Request: Reproduce the records below from their first line through the line that contains "[0,0,397,626]", including that line.

:: Task inputs

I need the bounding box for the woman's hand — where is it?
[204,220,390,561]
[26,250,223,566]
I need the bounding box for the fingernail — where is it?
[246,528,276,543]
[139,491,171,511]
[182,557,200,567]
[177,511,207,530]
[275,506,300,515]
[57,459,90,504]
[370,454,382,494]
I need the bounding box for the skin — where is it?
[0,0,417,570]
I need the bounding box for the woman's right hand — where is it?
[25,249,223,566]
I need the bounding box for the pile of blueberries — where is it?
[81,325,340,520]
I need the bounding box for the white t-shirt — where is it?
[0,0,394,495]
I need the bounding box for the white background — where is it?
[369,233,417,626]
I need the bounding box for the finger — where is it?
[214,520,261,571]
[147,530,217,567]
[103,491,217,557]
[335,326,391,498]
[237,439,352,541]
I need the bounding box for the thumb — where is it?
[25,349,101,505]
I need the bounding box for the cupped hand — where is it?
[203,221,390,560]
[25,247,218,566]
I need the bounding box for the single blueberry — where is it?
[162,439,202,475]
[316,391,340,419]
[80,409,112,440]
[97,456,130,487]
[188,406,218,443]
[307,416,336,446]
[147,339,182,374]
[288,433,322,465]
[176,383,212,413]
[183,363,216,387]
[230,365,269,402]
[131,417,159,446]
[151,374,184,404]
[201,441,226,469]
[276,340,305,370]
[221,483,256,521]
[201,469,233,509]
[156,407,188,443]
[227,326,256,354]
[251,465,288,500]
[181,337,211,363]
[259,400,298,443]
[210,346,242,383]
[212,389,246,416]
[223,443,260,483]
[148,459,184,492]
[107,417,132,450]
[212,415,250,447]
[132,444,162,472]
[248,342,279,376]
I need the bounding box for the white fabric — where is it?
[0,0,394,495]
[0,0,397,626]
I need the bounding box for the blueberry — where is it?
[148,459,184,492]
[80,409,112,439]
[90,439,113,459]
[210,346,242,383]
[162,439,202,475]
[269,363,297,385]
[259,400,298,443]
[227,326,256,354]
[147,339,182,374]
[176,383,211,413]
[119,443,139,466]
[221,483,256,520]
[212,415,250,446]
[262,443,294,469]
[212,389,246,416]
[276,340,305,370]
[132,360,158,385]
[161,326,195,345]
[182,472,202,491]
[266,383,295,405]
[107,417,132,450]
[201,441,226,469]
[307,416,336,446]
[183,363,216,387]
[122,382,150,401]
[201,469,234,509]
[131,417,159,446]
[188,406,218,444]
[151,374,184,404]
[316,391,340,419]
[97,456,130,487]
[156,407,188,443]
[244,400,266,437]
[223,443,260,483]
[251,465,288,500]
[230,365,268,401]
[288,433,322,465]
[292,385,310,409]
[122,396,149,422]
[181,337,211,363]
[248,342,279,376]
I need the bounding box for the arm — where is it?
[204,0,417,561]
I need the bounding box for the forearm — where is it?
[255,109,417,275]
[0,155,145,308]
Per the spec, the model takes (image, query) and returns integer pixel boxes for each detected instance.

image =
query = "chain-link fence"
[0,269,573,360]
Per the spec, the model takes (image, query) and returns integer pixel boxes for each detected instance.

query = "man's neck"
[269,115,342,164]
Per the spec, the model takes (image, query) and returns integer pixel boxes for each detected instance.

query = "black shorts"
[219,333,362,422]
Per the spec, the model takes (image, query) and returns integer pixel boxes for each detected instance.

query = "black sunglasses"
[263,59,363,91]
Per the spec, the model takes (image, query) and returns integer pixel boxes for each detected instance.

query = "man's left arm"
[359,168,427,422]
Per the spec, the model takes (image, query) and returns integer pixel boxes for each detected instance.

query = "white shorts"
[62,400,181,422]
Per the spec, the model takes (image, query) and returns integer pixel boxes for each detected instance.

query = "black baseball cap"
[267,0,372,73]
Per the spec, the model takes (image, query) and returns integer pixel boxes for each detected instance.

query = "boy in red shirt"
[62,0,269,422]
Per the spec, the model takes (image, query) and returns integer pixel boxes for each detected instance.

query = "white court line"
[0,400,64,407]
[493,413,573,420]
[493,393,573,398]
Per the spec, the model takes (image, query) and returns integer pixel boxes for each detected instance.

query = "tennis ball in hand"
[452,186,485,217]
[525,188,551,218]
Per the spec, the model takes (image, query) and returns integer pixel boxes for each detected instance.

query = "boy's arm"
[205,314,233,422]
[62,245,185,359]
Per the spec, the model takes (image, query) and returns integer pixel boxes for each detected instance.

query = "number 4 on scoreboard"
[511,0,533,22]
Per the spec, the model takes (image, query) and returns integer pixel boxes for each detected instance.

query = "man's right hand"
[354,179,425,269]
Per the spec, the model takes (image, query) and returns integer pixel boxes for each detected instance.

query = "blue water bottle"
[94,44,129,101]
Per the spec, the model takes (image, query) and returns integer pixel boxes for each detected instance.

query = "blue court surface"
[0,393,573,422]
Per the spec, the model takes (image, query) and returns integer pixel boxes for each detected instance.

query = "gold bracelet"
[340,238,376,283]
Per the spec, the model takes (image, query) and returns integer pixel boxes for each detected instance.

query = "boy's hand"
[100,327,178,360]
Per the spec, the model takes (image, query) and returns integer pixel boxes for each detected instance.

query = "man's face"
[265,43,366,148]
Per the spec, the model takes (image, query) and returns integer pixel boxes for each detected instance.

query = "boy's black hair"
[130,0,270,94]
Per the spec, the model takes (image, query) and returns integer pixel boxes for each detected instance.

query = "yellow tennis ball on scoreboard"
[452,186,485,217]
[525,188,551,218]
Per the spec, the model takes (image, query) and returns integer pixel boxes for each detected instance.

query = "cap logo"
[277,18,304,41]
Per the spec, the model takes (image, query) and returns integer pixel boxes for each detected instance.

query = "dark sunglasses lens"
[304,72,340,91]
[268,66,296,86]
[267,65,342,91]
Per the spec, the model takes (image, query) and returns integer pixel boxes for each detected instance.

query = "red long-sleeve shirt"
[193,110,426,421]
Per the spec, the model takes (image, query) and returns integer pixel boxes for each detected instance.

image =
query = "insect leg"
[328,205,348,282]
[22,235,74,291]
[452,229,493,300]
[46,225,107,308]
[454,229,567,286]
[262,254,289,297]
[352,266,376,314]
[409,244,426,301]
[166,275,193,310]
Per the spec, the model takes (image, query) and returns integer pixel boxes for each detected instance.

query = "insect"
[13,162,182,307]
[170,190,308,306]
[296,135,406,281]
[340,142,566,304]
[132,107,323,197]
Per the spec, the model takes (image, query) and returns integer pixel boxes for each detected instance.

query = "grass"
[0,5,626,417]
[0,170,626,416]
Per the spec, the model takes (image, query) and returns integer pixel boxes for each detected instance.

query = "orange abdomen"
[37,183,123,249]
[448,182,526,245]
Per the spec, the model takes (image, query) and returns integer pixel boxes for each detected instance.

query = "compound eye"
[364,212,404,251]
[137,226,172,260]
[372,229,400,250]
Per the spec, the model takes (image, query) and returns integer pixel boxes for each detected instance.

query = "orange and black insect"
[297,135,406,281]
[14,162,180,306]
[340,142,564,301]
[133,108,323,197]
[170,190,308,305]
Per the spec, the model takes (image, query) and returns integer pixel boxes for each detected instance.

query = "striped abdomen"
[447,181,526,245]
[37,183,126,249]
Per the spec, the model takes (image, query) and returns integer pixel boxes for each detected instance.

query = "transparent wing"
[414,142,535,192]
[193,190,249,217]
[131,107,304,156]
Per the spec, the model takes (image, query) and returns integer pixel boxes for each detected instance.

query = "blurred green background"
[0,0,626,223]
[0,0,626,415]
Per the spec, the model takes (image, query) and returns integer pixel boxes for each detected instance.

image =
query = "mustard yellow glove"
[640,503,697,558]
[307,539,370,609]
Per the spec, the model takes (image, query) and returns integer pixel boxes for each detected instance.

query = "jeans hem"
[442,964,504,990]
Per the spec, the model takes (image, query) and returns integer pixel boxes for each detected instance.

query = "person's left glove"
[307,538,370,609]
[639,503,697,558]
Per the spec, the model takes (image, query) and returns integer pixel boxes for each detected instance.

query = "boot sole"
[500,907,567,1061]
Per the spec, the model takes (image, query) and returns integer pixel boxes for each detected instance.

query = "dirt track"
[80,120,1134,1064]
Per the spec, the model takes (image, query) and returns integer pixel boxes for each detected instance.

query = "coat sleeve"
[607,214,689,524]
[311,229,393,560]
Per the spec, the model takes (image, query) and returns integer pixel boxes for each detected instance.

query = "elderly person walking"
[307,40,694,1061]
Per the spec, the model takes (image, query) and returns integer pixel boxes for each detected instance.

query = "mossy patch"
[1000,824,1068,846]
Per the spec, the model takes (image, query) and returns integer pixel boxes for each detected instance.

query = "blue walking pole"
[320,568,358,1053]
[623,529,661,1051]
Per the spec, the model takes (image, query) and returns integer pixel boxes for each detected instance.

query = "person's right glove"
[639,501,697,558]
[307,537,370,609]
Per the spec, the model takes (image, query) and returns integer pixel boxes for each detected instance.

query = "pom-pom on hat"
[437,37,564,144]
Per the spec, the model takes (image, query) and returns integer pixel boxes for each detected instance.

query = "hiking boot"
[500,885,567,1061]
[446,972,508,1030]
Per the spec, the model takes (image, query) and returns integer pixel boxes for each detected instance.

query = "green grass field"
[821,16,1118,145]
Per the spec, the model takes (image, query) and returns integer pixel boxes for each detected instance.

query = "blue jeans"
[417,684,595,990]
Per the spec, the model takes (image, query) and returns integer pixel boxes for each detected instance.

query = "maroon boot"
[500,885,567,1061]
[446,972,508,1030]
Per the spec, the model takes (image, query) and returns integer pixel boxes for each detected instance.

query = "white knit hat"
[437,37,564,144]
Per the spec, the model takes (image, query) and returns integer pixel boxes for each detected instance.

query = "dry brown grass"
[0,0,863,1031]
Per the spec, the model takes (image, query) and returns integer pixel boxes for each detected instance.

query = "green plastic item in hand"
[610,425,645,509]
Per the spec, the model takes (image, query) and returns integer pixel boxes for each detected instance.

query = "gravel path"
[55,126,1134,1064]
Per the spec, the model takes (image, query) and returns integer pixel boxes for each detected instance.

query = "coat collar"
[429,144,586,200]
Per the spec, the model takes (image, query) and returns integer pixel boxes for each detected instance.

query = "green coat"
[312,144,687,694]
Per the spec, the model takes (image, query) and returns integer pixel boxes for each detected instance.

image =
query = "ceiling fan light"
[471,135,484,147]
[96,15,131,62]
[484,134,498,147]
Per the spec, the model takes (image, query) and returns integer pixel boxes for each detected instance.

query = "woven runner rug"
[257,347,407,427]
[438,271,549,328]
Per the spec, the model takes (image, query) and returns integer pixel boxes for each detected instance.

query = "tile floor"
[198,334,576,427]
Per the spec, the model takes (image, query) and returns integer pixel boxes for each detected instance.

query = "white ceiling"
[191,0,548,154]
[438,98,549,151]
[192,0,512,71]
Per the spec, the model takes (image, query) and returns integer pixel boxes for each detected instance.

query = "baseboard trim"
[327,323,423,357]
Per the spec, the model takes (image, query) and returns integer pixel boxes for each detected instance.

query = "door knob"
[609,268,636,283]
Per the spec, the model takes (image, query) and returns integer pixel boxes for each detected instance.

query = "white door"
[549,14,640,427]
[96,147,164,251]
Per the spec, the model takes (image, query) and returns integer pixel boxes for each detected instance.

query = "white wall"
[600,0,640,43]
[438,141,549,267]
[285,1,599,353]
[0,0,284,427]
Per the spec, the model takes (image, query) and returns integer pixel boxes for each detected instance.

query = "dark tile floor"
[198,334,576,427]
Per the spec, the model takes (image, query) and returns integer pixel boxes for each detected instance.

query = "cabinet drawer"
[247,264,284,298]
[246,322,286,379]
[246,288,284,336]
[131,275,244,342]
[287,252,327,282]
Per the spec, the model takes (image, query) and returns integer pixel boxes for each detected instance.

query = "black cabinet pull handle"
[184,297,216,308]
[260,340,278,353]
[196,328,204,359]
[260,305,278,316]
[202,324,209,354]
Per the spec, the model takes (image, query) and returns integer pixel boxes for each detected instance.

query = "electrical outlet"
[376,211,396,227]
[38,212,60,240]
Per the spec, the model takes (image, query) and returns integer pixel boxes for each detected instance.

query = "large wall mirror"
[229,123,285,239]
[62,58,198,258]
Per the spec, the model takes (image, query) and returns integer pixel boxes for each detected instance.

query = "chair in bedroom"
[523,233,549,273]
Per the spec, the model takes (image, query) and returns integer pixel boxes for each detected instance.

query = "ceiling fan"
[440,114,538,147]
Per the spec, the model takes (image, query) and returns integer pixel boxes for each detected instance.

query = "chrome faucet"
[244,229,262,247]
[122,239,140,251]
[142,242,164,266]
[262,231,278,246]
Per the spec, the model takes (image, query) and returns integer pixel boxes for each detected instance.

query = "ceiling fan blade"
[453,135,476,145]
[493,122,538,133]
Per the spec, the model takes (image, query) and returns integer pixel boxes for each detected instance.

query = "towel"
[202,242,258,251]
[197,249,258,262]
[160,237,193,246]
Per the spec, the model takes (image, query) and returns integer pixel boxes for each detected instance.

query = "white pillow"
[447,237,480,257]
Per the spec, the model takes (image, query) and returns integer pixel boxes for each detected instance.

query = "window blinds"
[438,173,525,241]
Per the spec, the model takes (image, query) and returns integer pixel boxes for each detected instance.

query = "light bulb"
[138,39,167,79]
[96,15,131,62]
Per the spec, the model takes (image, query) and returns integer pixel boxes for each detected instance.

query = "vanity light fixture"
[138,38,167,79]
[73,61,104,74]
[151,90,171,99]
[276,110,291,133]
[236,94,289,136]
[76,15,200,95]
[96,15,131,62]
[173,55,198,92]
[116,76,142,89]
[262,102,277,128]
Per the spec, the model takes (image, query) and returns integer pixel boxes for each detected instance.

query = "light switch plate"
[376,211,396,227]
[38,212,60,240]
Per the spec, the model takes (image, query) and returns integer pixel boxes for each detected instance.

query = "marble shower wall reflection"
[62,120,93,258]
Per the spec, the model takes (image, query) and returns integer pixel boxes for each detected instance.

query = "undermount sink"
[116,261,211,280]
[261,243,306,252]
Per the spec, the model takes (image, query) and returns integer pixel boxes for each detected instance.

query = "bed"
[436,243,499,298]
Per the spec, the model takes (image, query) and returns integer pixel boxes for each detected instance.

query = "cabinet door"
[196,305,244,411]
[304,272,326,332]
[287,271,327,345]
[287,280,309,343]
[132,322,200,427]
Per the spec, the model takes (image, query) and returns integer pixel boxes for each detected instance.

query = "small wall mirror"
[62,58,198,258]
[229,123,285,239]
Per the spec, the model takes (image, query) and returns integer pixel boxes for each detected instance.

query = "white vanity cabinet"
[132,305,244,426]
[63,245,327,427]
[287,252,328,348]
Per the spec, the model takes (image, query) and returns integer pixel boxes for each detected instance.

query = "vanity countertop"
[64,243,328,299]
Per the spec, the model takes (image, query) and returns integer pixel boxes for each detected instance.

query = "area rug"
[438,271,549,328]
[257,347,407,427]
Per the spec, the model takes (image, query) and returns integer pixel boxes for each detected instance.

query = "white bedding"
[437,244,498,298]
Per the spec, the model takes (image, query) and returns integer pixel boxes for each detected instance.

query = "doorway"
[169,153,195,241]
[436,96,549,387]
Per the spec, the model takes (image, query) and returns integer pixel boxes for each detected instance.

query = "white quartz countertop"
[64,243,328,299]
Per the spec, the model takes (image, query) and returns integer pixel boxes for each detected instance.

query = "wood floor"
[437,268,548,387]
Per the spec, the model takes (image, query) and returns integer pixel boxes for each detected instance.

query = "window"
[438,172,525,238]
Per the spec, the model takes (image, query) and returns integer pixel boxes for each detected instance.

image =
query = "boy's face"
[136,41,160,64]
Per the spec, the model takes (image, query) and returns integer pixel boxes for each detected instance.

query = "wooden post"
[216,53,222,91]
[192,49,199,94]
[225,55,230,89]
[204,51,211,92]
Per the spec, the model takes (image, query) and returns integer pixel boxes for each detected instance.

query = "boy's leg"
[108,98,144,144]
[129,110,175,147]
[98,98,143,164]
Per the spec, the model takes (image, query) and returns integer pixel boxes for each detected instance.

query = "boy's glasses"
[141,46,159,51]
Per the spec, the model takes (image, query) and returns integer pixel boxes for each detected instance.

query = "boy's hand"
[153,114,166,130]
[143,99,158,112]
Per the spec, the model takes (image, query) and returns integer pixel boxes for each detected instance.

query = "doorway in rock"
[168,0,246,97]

::::

Complete response:
I need the bounding box for the woman's hand — where is it?
[204,220,390,561]
[26,250,223,566]
I need the bounding box for the fingernail — where is it?
[246,528,276,543]
[139,491,171,511]
[182,557,200,567]
[177,511,207,530]
[275,506,300,515]
[57,459,90,504]
[370,454,382,494]
I need the bounding box for the skin — where is it?
[0,0,417,570]
I need the bounding box for the woman's right hand — where is it?
[25,249,223,566]
I need the bounding box for the pile of blueberries — where is it?
[81,325,340,520]
I need the bounding box for the white t-shirt — where is it?
[0,0,394,495]
I need the bounding box for the white background — where is it?
[369,233,417,626]
I need the bounding box for the finger — where is it?
[214,520,261,571]
[147,530,217,567]
[103,491,217,557]
[335,326,391,498]
[237,439,352,541]
I need the bounding box for the thumb — where is it?
[25,349,101,505]
I need the bounding box for the cupped hand — where is it?
[203,221,390,560]
[25,247,218,566]
I need the bounding box for the single blueberry — where is it?
[162,439,202,475]
[316,391,340,419]
[80,409,112,440]
[97,456,130,487]
[188,406,218,443]
[307,416,336,446]
[147,339,182,374]
[288,433,322,465]
[176,383,212,413]
[183,363,216,387]
[230,365,269,402]
[131,417,159,446]
[151,374,184,404]
[201,441,226,469]
[276,340,305,370]
[221,483,256,521]
[201,469,233,509]
[156,407,188,443]
[227,326,256,354]
[251,465,288,500]
[181,337,211,363]
[259,400,298,443]
[210,346,242,383]
[212,389,246,416]
[223,443,260,483]
[148,459,184,492]
[107,417,132,450]
[212,415,250,447]
[132,444,162,472]
[248,342,279,376]
I need the bounding box for the white fabric — where is it?
[0,0,394,495]
[0,0,397,626]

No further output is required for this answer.